* [Text provided]
*** Begin section ***

Dean Cooper, pastor of administration at Peace Portal Alliance Church expressed his belief that churches are coming together and collaborating.
“We saw the need for a community dinner,” he says. “A neighbouring church, Gracepoint, already did one. So, instead of doing another one, we decided to financially support Gracepoint’s dinner.”
Gracepoint provides a weekly meal for the marginalized and sees over 200 people come every Sunday evening. Pastor Rick Bayer emphasizes the value he feels in the Peninsular Pastors Network: “I’m committed to it and try to see the ‘John 17 church’ as one.”
Klenner and Cooper recently met with White Rock Mayor Wayne Baldwin.
“We asked him, ‘What can we do as churches to serve the city?’ He was very responsive,” Klenner says. “Of late there have been two devastating fires in White Rock; the mayor called us to see if the churches could provide support.”
[Klenner, Cooper and several other pastors from all over Surrey have also met with Surrey Mayor Linda; see story here.]
A Rocha: caring for creation
A Rocha is a unique ministry. It has bases in a number of countries, and their main centre for Canada is in South Surrey. The vision for A Rocha is “the transformation of people and places by showing God’s love for all creation.”
A Rocha Canada is involved in hands-on conservation projects, environmental education programs and sustainable agriculture initiatives across the country.
Beginning in 2000, they established the first Field Study Centre on a target area of the Little Campbell Watershed where it runs from Langley in the east, through South Surrey and White Rock before entering Semiahmoo Bay.
In addition to restoration and conservation work on the river, the work focuses on research, community agriculture, sustainable living and environmental education programs. They host more than 2,000 students every year. Their home base – Brooksdale Environmental Centre (16th Avenue and 192nd Street) – trains 30 interns every year and is a living classroom where people come from all over the world to get their hands dirty in creation care.
Attractive for seniors
The community of South Surrey / White Rock is thought to have the highest per capita seniors population of any region in The Lower Mainland. One of the many seniors residences is Westminster House.
Gord McNaughton, general manager of Westminster, says. “The needs our new residents arrive with are more complex than would have been the case a few years ago,”
Pastor Walter Opmeer says, “The typical stay may only be 12 – 18 months.” Pastors are on site six days a week and offer services such as Sunday nondenominational church services, Bible studies, hymn sings, breakfast devotionals and pastoral visitation.

*** End section ***

* [Supplied data]
*** Begin section ***

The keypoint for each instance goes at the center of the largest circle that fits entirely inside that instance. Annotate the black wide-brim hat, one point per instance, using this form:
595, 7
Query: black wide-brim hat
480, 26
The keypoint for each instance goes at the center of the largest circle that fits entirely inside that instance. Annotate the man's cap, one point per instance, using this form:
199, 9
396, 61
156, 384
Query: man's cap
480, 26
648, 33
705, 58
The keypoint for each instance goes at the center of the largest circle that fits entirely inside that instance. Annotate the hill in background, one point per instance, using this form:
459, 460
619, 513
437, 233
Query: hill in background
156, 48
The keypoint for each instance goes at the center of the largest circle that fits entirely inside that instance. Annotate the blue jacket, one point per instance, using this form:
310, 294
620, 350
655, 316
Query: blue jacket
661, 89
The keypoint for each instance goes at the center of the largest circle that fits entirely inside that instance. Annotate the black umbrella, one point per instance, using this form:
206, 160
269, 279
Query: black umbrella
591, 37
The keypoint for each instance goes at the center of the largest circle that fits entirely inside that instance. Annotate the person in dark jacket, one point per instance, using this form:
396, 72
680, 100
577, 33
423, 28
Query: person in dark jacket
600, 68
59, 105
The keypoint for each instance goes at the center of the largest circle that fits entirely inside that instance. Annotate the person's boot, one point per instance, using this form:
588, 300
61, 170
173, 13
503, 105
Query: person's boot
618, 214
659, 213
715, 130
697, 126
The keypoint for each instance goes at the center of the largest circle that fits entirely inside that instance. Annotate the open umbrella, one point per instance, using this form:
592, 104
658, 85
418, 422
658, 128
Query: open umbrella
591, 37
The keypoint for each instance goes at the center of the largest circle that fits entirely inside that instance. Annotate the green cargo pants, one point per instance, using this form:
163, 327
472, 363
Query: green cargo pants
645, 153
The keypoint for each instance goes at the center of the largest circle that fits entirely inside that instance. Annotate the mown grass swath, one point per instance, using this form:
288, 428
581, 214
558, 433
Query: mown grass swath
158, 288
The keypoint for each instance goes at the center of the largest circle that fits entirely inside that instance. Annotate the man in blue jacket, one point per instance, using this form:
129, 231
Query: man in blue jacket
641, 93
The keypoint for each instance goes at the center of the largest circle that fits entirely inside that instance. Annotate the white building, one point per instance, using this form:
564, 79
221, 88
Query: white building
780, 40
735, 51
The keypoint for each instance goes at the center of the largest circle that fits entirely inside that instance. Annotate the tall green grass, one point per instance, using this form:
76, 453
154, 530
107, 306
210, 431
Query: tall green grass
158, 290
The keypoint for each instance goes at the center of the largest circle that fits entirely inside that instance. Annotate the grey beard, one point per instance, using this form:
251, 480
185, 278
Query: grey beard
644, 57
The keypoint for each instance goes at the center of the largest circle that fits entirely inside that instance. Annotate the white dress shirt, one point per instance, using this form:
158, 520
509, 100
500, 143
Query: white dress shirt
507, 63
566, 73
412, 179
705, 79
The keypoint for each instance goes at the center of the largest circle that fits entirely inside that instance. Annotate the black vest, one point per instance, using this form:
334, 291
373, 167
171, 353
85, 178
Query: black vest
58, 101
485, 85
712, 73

*** End section ***

In the text about South Surrey and White Rock, how many interns does the Brooksdale Environmental Centre train each year?

30 interns.